§ **What you will do**:
Recast all of the material below as a Markdown table with two columns, Row and Line. Number each row and skip blank lines.
-- Data for this task start --
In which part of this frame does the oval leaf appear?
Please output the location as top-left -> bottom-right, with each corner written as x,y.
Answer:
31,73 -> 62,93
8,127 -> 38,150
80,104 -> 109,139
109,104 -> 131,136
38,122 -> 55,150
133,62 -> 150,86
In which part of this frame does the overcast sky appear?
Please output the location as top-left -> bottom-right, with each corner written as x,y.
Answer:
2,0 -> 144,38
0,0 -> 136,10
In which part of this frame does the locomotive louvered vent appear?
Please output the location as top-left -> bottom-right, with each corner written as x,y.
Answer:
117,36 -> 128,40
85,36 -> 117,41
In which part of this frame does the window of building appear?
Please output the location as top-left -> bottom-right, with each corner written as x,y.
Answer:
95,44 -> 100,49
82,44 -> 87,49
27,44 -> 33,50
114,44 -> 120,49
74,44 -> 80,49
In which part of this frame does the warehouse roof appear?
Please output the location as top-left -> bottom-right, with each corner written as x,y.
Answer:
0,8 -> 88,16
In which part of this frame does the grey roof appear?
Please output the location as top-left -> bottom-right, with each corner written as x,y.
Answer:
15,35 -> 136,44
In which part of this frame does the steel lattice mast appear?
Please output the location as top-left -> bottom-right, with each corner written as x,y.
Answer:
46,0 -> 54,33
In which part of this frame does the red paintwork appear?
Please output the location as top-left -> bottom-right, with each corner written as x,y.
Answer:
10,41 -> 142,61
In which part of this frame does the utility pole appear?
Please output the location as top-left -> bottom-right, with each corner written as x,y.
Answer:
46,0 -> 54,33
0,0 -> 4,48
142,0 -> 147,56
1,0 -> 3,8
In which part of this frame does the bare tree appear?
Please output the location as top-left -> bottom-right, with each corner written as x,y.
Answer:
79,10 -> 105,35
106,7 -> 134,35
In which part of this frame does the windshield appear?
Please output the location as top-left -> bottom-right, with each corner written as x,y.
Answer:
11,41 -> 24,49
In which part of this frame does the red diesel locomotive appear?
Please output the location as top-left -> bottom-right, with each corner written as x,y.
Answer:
-- Data for this task end --
§ **Exercise response**:
| Row | Line |
|---|---|
| 1 | In which part of this frame does the oval leaf appear? |
| 2 | Please output the location as top-left -> bottom-right, with each corner written as x,y. |
| 3 | Answer: |
| 4 | 31,73 -> 62,93 |
| 5 | 8,127 -> 38,150 |
| 6 | 80,104 -> 109,139 |
| 7 | 109,104 -> 131,136 |
| 8 | 38,122 -> 55,150 |
| 9 | 133,62 -> 150,86 |
| 10 | In which part of this frame does the overcast sky appear? |
| 11 | Please output the location as top-left -> bottom-right, with each corner written as x,y. |
| 12 | Answer: |
| 13 | 2,0 -> 144,38 |
| 14 | 0,0 -> 136,10 |
| 15 | In which part of this frame does the locomotive louvered vent appear? |
| 16 | Please output the location as top-left -> bottom-right, with each corner written as x,y. |
| 17 | Answer: |
| 18 | 117,36 -> 128,40 |
| 19 | 85,36 -> 117,41 |
| 20 | In which part of this frame does the window of building appear? |
| 21 | Please output the location as top-left -> bottom-right, with each corner written as x,y. |
| 22 | Answer: |
| 23 | 95,44 -> 100,49 |
| 24 | 82,44 -> 87,49 |
| 25 | 27,44 -> 33,50 |
| 26 | 114,44 -> 120,49 |
| 27 | 74,44 -> 80,49 |
| 28 | In which part of this frame does the warehouse roof appear? |
| 29 | Please output the location as top-left -> bottom-right, with each corner written as x,y. |
| 30 | Answer: |
| 31 | 0,8 -> 88,16 |
| 32 | In which part of this frame does the grey roof appear? |
| 33 | Please output the location as top-left -> bottom-right, with each corner written as x,y. |
| 34 | Answer: |
| 35 | 15,35 -> 136,44 |
| 36 | In which part of this frame does the steel lattice mast appear? |
| 37 | Please output the location as top-left -> bottom-right, with each corner written as x,y. |
| 38 | Answer: |
| 39 | 46,0 -> 54,33 |
| 40 | In which part of this frame does the red paintwork appear? |
| 41 | Please output the location as top-left -> bottom-right, with each corner written as x,y. |
| 42 | Answer: |
| 43 | 10,41 -> 142,61 |
| 44 | In which part of this frame does the utility pole appear? |
| 45 | Please output the location as top-left -> bottom-right, with each corner written as x,y. |
| 46 | Answer: |
| 47 | 46,0 -> 54,33 |
| 48 | 0,0 -> 4,48 |
| 49 | 142,0 -> 147,56 |
| 50 | 1,0 -> 3,8 |
| 51 | In which part of this frame does the bare tree appear? |
| 52 | Please output the location as top-left -> bottom-right, with each corner written as x,y. |
| 53 | Answer: |
| 54 | 79,10 -> 105,35 |
| 55 | 106,7 -> 134,35 |
| 56 | In which part of this frame does the windshield appear? |
| 57 | Please output the location as top-left -> bottom-right, with each corner written as x,y. |
| 58 | Answer: |
| 59 | 11,41 -> 24,49 |
| 60 | In which part of this frame does the red diesel locomotive appear? |
| 61 | Please output the location as top-left -> bottom-right, with each corner written as x,y. |
| 62 | Answer: |